Exercise brief:
All lines from the line containing "Point out the stone masonry" up to and including the last line of the listing below should be echoed exactly; no other lines belong in the response.

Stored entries
☆ ☆ ☆ ☆
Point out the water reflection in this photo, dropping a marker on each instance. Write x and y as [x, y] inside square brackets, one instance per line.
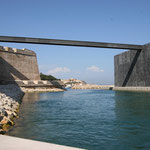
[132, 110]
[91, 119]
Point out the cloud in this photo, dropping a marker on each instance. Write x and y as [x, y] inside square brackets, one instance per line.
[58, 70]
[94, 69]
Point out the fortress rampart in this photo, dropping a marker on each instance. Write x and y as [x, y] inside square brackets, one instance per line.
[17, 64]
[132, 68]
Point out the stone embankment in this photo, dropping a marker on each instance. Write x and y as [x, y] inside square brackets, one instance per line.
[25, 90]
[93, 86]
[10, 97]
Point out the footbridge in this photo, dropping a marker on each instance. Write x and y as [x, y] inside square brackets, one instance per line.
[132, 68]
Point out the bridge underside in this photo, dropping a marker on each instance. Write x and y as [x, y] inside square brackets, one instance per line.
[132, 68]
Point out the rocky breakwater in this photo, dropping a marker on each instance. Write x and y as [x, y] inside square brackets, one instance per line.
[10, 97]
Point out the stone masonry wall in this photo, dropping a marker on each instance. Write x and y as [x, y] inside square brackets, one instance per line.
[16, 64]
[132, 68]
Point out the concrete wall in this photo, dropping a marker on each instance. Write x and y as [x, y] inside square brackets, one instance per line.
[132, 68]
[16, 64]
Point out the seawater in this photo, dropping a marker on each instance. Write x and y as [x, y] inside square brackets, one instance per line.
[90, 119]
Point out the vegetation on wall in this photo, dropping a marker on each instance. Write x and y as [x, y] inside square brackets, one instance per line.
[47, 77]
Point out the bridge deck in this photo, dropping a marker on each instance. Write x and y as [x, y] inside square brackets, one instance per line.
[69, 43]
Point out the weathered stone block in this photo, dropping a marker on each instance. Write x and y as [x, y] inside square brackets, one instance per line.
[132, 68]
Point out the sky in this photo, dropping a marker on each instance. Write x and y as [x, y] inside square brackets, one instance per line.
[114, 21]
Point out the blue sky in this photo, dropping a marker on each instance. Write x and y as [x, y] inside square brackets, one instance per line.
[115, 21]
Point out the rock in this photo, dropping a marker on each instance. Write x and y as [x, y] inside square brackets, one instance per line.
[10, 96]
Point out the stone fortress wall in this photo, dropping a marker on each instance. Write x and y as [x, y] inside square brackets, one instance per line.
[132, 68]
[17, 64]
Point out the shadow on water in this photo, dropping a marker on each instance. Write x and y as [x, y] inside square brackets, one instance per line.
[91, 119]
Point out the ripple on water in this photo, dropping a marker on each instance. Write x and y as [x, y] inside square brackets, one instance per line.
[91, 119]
☆ ☆ ☆ ☆
Written response:
Point out the stone masonry wall in this photo, dropping a marker on each instance. Write x and y as [x, y] inside square brackets, one instance per line.
[16, 64]
[132, 68]
Point out the concrete wall in this photo, dropping a marker on each instance. Write x and y as [x, y] inside square brackets, one instance per line.
[132, 68]
[16, 64]
Point out the seawater in this photo, dropping a marker on each instance. Write x and y as [x, y] inside square brackets, one instance per line.
[90, 119]
Point out the vegetation on wall in this photo, dropping a marker on each instance. Write x and y as [x, y] inside square brackets, one instance per line.
[47, 77]
Point out the bridge deck in this photo, dropping a marker on each instance. Write x and y as [x, y] inside square brackets, one instance per line.
[69, 43]
Point out the weathered stone block in this photo, dropping a marker on each instance. Write x and y as [x, y] inside square brackets, one instance per line.
[132, 68]
Point out the sky in this photo, dropping a marker on each instance. Write x and y as [x, y] inside square brackets, one instance per line.
[114, 21]
Point out the blue sky in this photo, dropping a marker on each instance. Write x and y as [x, y] inside square brackets, one instance per line.
[115, 21]
Point out the rock in this photo, dropping a marker on each instance. Write x and y as [x, y] inside square brackets, one instance per line.
[10, 96]
Point out the stone fortress wall in this photo, dropping a marker on each instance. Write x and y as [x, y] inside square brackets, one instance per line.
[132, 68]
[17, 64]
Point out the shadow on water in this photo, dropping a marker on each instance. Write x and y as [x, y] inside square brackets, one instance per line.
[91, 119]
Point out the ripple on water in this photo, dropping a marker on each instance. Write x and y as [x, y] inside square brackets, one instance per line.
[91, 119]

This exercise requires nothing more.